Problem statement: Here are some records. Transcribe all of them exactly.
(Beginning of Data to examine)
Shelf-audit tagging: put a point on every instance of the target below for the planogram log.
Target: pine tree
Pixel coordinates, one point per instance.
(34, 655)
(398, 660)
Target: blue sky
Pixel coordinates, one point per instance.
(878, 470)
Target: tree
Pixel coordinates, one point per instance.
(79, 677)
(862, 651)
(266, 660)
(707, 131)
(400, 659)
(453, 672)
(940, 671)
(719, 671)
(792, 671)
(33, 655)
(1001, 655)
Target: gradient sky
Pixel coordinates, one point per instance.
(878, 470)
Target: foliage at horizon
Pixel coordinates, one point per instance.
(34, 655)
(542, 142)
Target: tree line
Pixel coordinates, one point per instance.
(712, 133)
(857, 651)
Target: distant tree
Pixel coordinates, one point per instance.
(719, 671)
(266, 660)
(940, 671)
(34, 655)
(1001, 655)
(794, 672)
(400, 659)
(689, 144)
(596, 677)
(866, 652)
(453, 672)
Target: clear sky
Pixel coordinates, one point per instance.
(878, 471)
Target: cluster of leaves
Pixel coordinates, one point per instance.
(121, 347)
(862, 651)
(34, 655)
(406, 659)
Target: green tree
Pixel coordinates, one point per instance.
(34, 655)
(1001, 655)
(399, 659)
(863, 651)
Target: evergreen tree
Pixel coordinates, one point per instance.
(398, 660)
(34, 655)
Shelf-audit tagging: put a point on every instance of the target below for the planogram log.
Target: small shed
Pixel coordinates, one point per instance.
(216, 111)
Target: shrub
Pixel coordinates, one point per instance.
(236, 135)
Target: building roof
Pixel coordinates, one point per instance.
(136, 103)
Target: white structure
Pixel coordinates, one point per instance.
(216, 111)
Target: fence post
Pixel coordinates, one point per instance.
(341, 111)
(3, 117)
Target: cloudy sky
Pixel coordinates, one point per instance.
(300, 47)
(End of Data to examine)
Written reply:
Shelf-audit tagging: put a point on every instance of the target below for the planogram log.
Target: pine tree
Pixel coordinates, one point per instance.
(34, 655)
(398, 660)
Target: blue sky
Pixel coordinates, one point per instance.
(878, 470)
Target: tree
Pixel coordinates, one point per instance.
(79, 677)
(862, 651)
(266, 660)
(707, 131)
(400, 659)
(453, 672)
(940, 671)
(719, 671)
(792, 671)
(33, 655)
(1001, 655)
Target: gradient sky
Pixel coordinates, one point per instance.
(878, 470)
Target: foliage at horizon
Pixel coordinates, one point per instance.
(34, 655)
(542, 142)
Target: tree line
Pixel coordinates, one point per instance.
(712, 133)
(857, 651)
Target: distant tree
Pixel coordinates, one point per instance.
(719, 671)
(266, 660)
(940, 671)
(34, 655)
(1001, 655)
(794, 672)
(400, 659)
(689, 144)
(596, 677)
(866, 652)
(453, 672)
Target: clear sky
Pixel coordinates, one point per instance.
(878, 471)
Target: cluster of leaves
Pixel coordinates, one point per instance.
(121, 347)
(862, 651)
(34, 655)
(406, 659)
Target: green tree
Pixel coordinates, one point per instance.
(34, 655)
(1001, 655)
(399, 659)
(863, 651)
Target: evergreen tree
Pixel coordinates, one point per instance.
(398, 660)
(34, 655)
Shelf-audit tagging: put a point on every instance of the target below for the planogram log.
Target: small shed
Pixel coordinates, one point per instance.
(216, 111)
Target: shrub
Pixel coordinates, one point per instance.
(236, 135)
Target: building roof
Pixel coordinates, one point per instance.
(136, 103)
Target: white structure
Pixel coordinates, one point per instance.
(216, 111)
Target: fence post
Pixel coordinates, one point per instance.
(341, 111)
(3, 117)
Target: cloudy sky
Pixel coordinates, one point per instance.
(300, 47)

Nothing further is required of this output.